**What you should do:** Which lines in the listing below contain the word "frog" with its case matching exactly? Report each of those lines in full.
* Begin *
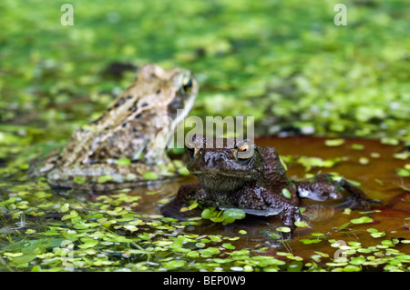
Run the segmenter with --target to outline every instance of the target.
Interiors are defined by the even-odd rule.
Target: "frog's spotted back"
[[[76,177],[86,180],[78,185],[82,188],[88,184],[92,187],[107,173],[115,175],[113,183],[118,184],[125,180],[124,175],[143,179],[147,171],[165,178],[159,165],[172,168],[172,165],[164,149],[156,145],[156,137],[183,120],[197,94],[198,83],[188,70],[164,70],[155,64],[141,66],[135,82],[97,120],[74,132],[61,154],[46,161],[36,175],[47,174],[48,181],[60,186],[77,187]],[[178,118],[177,110],[181,113]],[[157,120],[164,116],[173,121],[165,128],[157,126]],[[133,165],[118,166],[117,161],[124,158]]]

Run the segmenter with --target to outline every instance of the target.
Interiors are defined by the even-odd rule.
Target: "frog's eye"
[[[236,156],[239,159],[249,159],[253,155],[253,145],[249,142],[241,143],[236,150]]]
[[[185,75],[182,79],[182,92],[185,95],[192,93],[192,77],[190,75]]]

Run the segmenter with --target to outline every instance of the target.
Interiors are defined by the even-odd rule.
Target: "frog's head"
[[[251,142],[201,135],[193,135],[189,140],[187,168],[198,177],[202,188],[231,192],[261,178],[263,162]]]

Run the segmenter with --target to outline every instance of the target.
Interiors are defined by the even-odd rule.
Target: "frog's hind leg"
[[[145,178],[144,174],[148,172],[155,174],[158,179]],[[164,176],[158,166],[144,164],[126,166],[93,164],[56,168],[48,173],[47,181],[54,187],[107,191],[143,186],[155,181],[164,182],[165,177],[171,179],[171,174],[168,173],[167,176]]]
[[[337,178],[336,178],[337,177]],[[349,195],[345,196],[338,207],[370,209],[372,199],[358,187],[344,178],[329,174],[317,175],[308,181],[294,183],[300,197],[316,201],[343,200],[341,191],[345,190]]]

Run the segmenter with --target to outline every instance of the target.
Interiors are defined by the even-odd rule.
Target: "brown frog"
[[[302,221],[297,206],[301,198],[339,200],[343,206],[370,208],[371,200],[345,179],[322,174],[307,181],[291,180],[272,147],[260,147],[243,139],[194,135],[186,151],[187,168],[200,182],[182,185],[177,196],[161,208],[165,215],[183,219],[179,210],[192,200],[204,206],[280,215],[282,225],[292,230],[284,235],[288,238],[295,228],[294,222]]]
[[[197,94],[191,72],[146,65],[97,121],[74,132],[62,152],[31,175],[46,175],[54,186],[96,190],[145,184],[148,172],[165,178],[162,173],[172,170],[172,163],[156,143],[158,135],[173,131]],[[164,116],[172,120],[165,128],[157,125]],[[128,162],[118,162],[124,159]]]

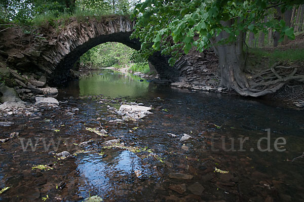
* End *
**Reply to the exercise:**
Target: "frog's spotted back"
Target: "frog's eye"
Target: "frog's head"
Target: "frog's hind leg"
Target: "brown frog"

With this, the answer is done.